→ **SOURCE PASSAGE**:
* * *
What would be on your list of books that should make it to the movie screen?
Book: The Night eternal
Authors: Guillermo del Toro and Chuck Hogan
Recommend: If you’ve read the first two, you might as well finish the trilogy.
I picked this one up from the library after reading the first two books in the trilogy. This book is set two years after the second book and is the conclusion to the series. The human race is now living in service to the vampires. They have become labor and a source of food. However the small gang from the first two books are still fighting against the vampires, carrying on Abraham’s mission to save the world from the Master.
While this book does bring the whole story to a basically satisfying conclusion, I can’t help but feel like the authors really copped out after the first book. This book’s time gap was a weak excuse to change the relationships of the main characters with very little rhyme or reason to it. The whole book was leading to a very obvious end point and it lacked a sense of suspense because the end was just far too obvious. I think that this would make a great movie, but they didn’t hint at the ending, they slammed the reader over the head with it.
* * *
→ **INFORMATION PROVIDED**:
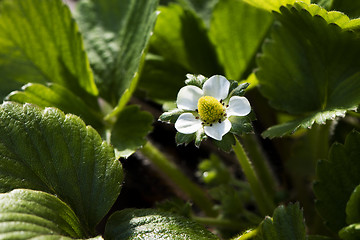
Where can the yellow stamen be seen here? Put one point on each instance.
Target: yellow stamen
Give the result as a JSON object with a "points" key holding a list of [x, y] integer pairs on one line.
* * *
→ **SET TASKS**:
1. According to the review of The Night Eternal, how long after the second book is this one set?
2. Carry on the review of The Night Eternal from its final sentence, keeping the reviewer's voice.
Nothing in the material is needed here.

→ **ANSWERS IN ORDER**:
1. It is set two years after the second book.

2.
This book was even more of a let down than the second, even though it was better written because it was just too obvious. While it wasn’t a bad read, it wasn’t a good one either.
Get it free
Book: The Fall
Authors: Guillermo Del Toro and Chuck Hogan
Recommend: Although it’s not quite as good as the first, it is still worth taking the time to read.
I read the first book in this trilogy, The Strain, a couple of weeks ago. I had been wanting to read the next two but had to wait a bit since my book buying budget is rather low at the moment. So I requested this one and the last book in the trilogy from the library.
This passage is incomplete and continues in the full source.